### AIM 1
Write out the entries word for word, beginning with the line that contains "Reviewer note: confirm each instance of the black" and ending at the last line of the entries, with both ends included.

### PAGE TEXT
82 F.4th 1296
11th Cir.2023Background
- Mary E. Harris, a Black nurse, worked for Public Health Trust (PHT) for ~10 years; after a transfer from Jackson North to Jackson Reeves she received progressive discipline and was ultimately fired.
- At Jackson Reeves supervisor Gianella Carreno allegedly stated that ‘blacks are lazy, and don’t like to work.’ Harris says that comment and other treatment showed race discrimination, a hostile work environment, and retaliation for her complaints.
- PHT disciplined and terminated Harris citing documented tardiness, absences, and insubordination; decisionmakers conducted investigations and issued written discipline and termination.
- District court granted summary judgment to PHT on all claims; it applied the McDonnell Douglas framework for discrimination and rejected Harris’s hostile-environment and retaliation claims. Harris appealed.
- On appeal the court addressed whether Carreno’s remark was direct evidence (and whether a cat’s-paw theory saved it), whether pre-transfer incidents at Jackson North could be counted, and whether PHT’s stated reasons for discipline were pretextual.

### ENTRIES SHOWN
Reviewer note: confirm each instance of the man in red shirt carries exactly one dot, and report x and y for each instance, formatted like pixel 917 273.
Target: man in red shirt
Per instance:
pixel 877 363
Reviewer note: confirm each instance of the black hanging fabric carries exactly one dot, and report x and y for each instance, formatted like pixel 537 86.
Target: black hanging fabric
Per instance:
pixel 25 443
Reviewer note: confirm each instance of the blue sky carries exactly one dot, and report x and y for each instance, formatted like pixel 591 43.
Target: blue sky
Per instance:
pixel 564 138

### AIM 2
Reproduce the passage of the case summary that opens with the words "- At Jackson" and closes with "discipline were pretextual.", character for character.

### EXERCISE SOLUTION 1
Reviewer note: confirm each instance of the black hanging fabric carries exactly one dot, and report x and y for each instance, formatted like pixel 537 86.
Target: black hanging fabric
Per instance:
pixel 25 443
Reviewer note: confirm each instance of the blue sky carries exactly one dot, and report x and y for each instance, formatted like pixel 591 43.
Target: blue sky
Per instance:
pixel 564 138

### EXERCISE SOLUTION 2
- At Jackson Reeves supervisor Gianella Carreno allegedly stated that ‘blacks are lazy, and don’t like to work.’ Harris says that comment and other treatment showed race discrimination, a hostile work environment, and retaliation for her complaints.
- PHT disciplined and terminated Harris citing documented tardiness, absences, and insubordination; decisionmakers conducted investigations and issued written discipline and termination.
- District court granted summary judgment to PHT on all claims; it applied the McDonnell Douglas framework for discrimination and rejected Harris’s hostile-environment and retaliation claims. Harris appealed.
- On appeal the court addressed whether Carreno’s remark was direct evidence (and whether a cat’s-paw theory saved it), whether pre-transfer incidents at Jackson North could be counted, and whether PHT’s stated reasons for discipline were pretextual.